以下の項目から、文字列「roof」を含む行をすべて抽出してください。大文字と小文字は区別されます。

═══ 提供された項目 ═══

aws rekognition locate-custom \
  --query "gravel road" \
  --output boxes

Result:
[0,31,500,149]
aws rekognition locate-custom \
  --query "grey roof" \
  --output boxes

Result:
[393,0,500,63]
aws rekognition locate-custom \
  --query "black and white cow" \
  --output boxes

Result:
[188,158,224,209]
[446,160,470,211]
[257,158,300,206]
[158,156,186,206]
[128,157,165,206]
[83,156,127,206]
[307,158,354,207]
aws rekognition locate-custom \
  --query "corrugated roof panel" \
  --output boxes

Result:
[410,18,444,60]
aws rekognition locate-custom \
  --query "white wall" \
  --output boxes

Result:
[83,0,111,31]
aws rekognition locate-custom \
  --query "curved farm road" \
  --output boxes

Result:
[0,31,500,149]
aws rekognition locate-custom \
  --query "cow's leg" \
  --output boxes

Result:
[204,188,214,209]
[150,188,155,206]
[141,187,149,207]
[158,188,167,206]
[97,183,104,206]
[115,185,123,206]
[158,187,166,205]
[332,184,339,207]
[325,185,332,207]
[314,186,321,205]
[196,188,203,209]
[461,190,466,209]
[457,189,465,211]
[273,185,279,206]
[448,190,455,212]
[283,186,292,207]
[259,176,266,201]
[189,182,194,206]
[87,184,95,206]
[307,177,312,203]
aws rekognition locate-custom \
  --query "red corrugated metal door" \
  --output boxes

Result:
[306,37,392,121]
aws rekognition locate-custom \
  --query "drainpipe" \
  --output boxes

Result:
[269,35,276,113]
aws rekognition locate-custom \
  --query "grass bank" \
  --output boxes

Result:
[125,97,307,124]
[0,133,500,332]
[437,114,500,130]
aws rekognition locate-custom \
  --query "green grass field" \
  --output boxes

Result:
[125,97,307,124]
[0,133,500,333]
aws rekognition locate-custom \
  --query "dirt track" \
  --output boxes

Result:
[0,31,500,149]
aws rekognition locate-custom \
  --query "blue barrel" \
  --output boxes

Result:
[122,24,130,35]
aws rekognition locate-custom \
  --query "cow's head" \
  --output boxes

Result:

═══

解答:
  --query "grey roof" \
  --query "corrugated roof panel" \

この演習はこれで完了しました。